> **DATA TO PROCESS**
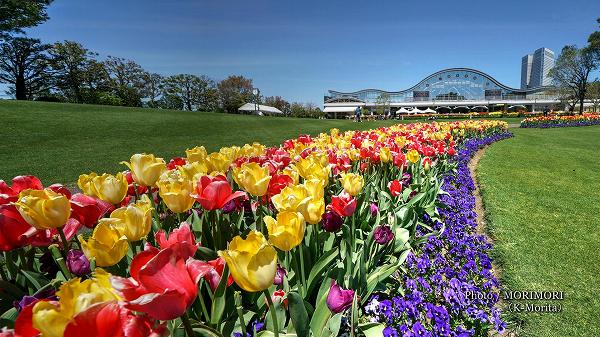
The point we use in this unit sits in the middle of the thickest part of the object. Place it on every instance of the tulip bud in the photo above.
(279, 275)
(332, 222)
(339, 299)
(374, 209)
(383, 234)
(77, 263)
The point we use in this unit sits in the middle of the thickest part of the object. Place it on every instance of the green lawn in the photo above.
(57, 142)
(541, 192)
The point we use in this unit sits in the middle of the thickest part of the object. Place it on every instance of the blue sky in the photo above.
(299, 49)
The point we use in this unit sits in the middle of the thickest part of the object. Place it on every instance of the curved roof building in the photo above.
(448, 85)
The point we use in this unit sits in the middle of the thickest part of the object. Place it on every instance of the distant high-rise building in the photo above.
(526, 64)
(543, 61)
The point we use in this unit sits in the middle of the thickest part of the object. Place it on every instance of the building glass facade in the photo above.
(456, 84)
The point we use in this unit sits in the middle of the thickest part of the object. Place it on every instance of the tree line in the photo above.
(67, 71)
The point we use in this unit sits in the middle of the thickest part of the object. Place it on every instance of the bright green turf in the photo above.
(541, 192)
(57, 142)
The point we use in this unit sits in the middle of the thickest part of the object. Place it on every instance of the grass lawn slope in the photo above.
(57, 142)
(541, 191)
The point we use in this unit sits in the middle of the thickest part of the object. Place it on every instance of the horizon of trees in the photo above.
(68, 72)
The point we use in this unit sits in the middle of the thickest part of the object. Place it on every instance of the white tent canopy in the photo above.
(262, 109)
(339, 109)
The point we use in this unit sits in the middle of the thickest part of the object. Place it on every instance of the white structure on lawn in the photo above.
(259, 109)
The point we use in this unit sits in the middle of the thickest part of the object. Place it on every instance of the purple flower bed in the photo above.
(558, 125)
(449, 288)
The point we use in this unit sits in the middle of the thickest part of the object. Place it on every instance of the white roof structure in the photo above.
(262, 109)
(339, 109)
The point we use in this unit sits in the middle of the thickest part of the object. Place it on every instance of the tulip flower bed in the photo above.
(561, 121)
(299, 239)
(433, 301)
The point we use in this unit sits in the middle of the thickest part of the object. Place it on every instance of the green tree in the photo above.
(126, 80)
(572, 70)
(593, 94)
(76, 68)
(234, 92)
(279, 103)
(194, 92)
(152, 88)
(18, 14)
(24, 66)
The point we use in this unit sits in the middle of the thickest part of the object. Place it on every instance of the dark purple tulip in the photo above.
(383, 234)
(374, 209)
(332, 222)
(279, 275)
(339, 299)
(77, 263)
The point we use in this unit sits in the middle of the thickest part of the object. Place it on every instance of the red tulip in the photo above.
(214, 276)
(88, 210)
(9, 194)
(12, 228)
(109, 319)
(182, 235)
(343, 204)
(163, 284)
(214, 192)
(395, 187)
(23, 323)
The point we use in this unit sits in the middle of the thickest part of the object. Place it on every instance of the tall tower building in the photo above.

> **EXERCISE REQUIREMENTS**
Please rewrite the records with "thickest" changed to "widest" and nothing else altered. Begin at the line that has "tulip flower bed in the photo above." and stop at the end of the records, giving only those lines.

> **TASK ANSWER**
The point we use in this unit sits in the middle of the widest part of the object. Place it on every instance of the tulip flower bed in the photo above.
(561, 121)
(299, 239)
(433, 301)
The point we use in this unit sits in the middle of the widest part of the object. Place it on every instance of the green tree in the photo above.
(126, 80)
(572, 70)
(593, 94)
(76, 68)
(234, 92)
(279, 103)
(194, 92)
(152, 88)
(18, 14)
(24, 66)
The point we use in this unit sits in the middle of the widest part of the object. Place it on every instance of the dark purple tulip in the photo above.
(383, 234)
(374, 209)
(332, 222)
(279, 275)
(339, 299)
(77, 263)
The point we use in this unit sits in the middle of the widest part of the object. Place it on every instance of the red tulip in the photo above.
(214, 276)
(88, 210)
(9, 194)
(12, 228)
(109, 319)
(182, 235)
(343, 204)
(163, 284)
(214, 192)
(395, 187)
(23, 323)
The point we use in this unit sits in the middle of the widest part of the object. Place it on every instance of the tall tower building in the photo above.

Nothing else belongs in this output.